## Task objective
Pick up the news report on Nationwide's June house price figures and continue it from its last sentence.

Values dropped 1.4 per cent month-on-month in June, taking annual growth to -0.1 per cent – the first negative reading seen since 2012.
The average house price now sits at £216,403 from £218,902 in May, according to Nationwide’s index.
On a seasonally adjusted basis, house prices in June were 3.2 per cent lower than in April.
The slump comes off the back of an unprecedented hit to the economy from lockdown and the coronavirus outbreak, and the almost complete closure of the property market between March and May.
Robert Gardner, Nationwide’s chief economist, said: “With lockdown measures due to be eased in the weeks ahead, housing market activity is likely to edge higher in the near term, albeit remaining below pre-pandemic levels.
“Nevertheless, the medium-term outlook for the housing market remains highly uncertain.
“Much will depend on the performance of the wider economy, which will in turn be determined by how the pandemic and restrictions on activity evolve, including any behavioural shifts.

## Source material
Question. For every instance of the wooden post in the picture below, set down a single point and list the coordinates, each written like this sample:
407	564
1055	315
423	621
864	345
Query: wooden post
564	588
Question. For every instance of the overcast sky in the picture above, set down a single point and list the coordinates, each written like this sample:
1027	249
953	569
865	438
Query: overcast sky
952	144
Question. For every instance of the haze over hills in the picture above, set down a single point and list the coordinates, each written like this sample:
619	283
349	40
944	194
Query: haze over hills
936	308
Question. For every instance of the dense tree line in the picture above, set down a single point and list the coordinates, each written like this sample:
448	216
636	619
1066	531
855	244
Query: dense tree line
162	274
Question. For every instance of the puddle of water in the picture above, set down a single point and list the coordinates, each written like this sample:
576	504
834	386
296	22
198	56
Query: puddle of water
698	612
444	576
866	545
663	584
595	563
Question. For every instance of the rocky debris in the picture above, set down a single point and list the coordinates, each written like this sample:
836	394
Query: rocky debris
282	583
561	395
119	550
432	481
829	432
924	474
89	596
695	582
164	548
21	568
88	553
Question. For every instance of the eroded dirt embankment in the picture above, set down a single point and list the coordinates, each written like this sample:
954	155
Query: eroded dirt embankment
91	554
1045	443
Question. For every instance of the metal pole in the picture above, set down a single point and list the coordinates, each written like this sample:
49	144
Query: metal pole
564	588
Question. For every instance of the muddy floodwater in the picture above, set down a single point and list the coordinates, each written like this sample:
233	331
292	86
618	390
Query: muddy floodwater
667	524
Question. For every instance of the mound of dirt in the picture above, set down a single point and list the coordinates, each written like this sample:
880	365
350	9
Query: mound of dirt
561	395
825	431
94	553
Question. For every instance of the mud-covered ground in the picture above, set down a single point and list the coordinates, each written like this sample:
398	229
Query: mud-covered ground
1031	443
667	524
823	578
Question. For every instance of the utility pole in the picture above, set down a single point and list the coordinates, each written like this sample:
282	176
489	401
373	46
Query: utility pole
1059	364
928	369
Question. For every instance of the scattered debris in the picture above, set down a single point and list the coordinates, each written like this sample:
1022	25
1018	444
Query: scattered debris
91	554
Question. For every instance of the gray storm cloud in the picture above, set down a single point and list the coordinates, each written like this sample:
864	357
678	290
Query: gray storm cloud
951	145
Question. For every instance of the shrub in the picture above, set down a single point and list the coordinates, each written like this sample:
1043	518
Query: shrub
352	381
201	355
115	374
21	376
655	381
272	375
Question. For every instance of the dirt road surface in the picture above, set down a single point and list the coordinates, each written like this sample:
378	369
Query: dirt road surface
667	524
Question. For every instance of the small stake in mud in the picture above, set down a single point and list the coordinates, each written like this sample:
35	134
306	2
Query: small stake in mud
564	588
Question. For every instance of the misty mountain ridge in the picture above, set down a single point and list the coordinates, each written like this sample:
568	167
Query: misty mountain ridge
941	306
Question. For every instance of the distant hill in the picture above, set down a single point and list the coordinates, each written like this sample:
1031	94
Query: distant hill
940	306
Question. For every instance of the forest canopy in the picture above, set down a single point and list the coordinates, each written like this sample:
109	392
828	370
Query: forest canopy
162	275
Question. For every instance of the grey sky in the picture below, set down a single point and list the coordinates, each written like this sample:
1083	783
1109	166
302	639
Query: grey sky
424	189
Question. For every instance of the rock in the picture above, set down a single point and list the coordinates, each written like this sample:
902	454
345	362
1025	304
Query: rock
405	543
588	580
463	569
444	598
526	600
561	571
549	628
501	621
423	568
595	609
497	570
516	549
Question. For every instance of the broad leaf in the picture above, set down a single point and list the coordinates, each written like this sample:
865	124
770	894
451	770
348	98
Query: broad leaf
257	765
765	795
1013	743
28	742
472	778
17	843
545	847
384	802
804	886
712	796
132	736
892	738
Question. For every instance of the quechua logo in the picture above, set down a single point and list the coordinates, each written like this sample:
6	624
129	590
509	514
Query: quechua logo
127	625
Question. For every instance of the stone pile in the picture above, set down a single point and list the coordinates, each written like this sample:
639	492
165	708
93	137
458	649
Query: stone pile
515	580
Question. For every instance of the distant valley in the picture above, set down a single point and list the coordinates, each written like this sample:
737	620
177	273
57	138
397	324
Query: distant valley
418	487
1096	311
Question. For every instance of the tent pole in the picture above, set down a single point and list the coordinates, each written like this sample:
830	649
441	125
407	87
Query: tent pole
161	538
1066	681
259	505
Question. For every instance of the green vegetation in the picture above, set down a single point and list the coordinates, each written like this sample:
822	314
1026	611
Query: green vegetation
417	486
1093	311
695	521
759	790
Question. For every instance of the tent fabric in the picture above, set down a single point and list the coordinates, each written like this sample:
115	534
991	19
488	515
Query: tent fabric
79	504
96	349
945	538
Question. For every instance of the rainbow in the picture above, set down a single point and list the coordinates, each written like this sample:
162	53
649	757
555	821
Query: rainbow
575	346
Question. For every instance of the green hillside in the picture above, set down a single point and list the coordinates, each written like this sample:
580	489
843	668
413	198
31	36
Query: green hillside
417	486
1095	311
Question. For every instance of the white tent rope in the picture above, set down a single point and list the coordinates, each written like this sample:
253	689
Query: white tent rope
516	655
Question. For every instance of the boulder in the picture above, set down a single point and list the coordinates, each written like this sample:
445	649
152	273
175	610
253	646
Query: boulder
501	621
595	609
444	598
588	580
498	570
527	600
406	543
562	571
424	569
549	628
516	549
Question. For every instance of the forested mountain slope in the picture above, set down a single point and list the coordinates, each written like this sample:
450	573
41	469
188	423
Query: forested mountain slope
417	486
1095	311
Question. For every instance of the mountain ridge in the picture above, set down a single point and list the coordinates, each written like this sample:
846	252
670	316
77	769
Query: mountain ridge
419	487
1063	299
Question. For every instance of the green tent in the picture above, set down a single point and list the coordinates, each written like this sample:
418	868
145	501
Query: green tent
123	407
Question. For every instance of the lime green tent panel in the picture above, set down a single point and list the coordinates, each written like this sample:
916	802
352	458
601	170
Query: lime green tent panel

## Expected answer
“The raft of policies adopted to support the economy, including to protect businesses and jobs, to support peoples’ incomes and keep borrowing costs down, should set the stage for a rebound once the shock passes, and help limit long-term damage to the economy.
“These same measures should also help ensure the impact on the housing market will ultimately be less than would normally be associated with an economic shock of this magnitude.”
The monthly drop in June as measured by Nationwide was not as steep as the 1.7 per cent decline measured in May, providing some optimism in the market.
Chestertons managing director Guy Gittins said: “It is encouraging that the fall in June is less than in May and a sign that the market is recovering.
“Prices were always going to be hardest hit in the first few months of lockdown and we now appear to be in the first phase of recovery and expect prices to begin to level out over the coming months.
“The Nationwide growth figure for London – which shows that average prices are now just three per cent below their all-time highs – is evidence of the capital’s resilience.
“Chestertons has seen a one third increase in the number of sales agreed in June compared to the same month last year.”